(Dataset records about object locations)
▬▬▬▬▬▬▬▬▬▬

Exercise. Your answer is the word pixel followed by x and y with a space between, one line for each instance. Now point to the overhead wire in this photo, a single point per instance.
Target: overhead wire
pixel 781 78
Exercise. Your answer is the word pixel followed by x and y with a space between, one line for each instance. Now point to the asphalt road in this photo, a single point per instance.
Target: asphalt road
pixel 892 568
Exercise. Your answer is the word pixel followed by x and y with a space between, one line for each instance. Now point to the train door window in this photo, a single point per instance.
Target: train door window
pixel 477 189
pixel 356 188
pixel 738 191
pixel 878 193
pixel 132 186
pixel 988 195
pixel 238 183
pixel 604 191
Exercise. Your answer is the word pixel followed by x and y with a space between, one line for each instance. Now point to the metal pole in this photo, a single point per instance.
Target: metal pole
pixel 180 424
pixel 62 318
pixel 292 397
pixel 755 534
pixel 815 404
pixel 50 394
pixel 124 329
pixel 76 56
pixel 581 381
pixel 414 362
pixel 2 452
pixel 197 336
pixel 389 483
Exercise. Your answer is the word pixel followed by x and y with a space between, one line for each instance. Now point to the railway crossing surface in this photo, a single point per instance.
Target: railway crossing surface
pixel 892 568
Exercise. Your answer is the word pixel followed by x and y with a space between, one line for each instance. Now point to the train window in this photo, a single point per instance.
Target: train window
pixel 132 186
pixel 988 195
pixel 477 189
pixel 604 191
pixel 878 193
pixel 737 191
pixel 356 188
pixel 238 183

▬▬▬▬▬▬▬▬▬▬

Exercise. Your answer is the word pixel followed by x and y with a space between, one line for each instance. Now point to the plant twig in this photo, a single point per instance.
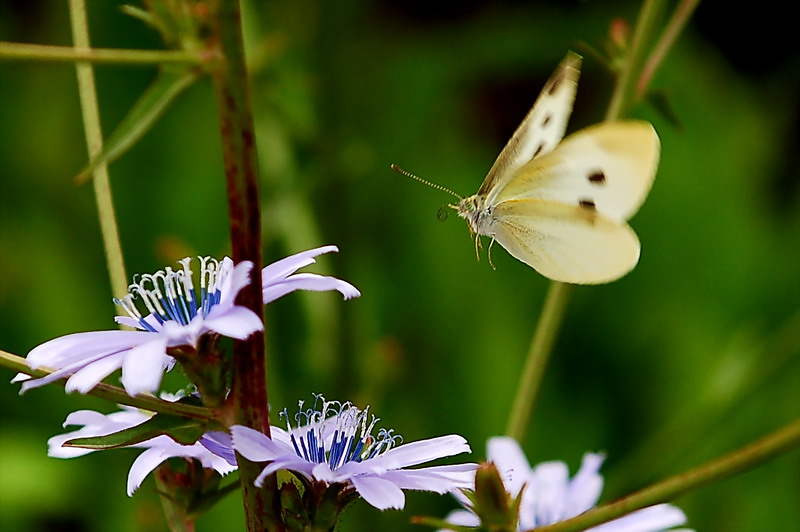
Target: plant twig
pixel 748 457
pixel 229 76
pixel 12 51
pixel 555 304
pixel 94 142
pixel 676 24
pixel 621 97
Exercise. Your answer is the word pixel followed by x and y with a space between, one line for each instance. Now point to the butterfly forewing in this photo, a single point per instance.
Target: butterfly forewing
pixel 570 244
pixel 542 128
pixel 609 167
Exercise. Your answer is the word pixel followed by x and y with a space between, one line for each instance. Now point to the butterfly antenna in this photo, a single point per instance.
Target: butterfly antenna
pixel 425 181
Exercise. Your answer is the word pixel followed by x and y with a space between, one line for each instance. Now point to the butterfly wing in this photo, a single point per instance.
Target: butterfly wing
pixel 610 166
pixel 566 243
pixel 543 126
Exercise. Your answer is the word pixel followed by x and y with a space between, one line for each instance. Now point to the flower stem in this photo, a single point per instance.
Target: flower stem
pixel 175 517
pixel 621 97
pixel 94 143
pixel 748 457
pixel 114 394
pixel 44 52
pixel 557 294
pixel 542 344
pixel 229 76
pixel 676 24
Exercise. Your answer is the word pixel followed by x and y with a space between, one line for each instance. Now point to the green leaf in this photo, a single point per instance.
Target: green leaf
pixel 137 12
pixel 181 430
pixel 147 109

▬▬▬▬▬▬▬▬▬▬

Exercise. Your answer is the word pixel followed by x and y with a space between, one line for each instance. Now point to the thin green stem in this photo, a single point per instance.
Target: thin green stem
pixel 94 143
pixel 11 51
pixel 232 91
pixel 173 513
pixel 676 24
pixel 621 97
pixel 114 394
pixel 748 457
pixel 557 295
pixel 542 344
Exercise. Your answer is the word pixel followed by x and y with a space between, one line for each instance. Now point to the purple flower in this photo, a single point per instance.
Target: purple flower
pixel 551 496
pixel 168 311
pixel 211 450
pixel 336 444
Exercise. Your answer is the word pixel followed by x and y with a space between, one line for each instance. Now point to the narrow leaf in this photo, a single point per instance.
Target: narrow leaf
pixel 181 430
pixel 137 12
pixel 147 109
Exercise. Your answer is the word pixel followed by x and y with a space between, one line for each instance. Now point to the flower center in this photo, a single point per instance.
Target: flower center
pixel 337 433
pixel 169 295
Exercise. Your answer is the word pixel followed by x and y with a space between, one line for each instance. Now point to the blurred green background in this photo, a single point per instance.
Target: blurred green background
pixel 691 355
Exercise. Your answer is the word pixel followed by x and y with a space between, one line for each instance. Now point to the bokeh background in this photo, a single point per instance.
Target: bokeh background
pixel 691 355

▬▬▬▬▬▬▬▬▬▬

◆ Task goal ◆
Locate every line in the records above that contains the word "forewing", and copy each of those lines.

◆ Finished exercise ◆
Exercise. Your answer is the word pixel followed by x and y with a space between, one line for each instance. Now point to the butterfly forewing in this photo, a single point per instance.
Target: butterfly forewing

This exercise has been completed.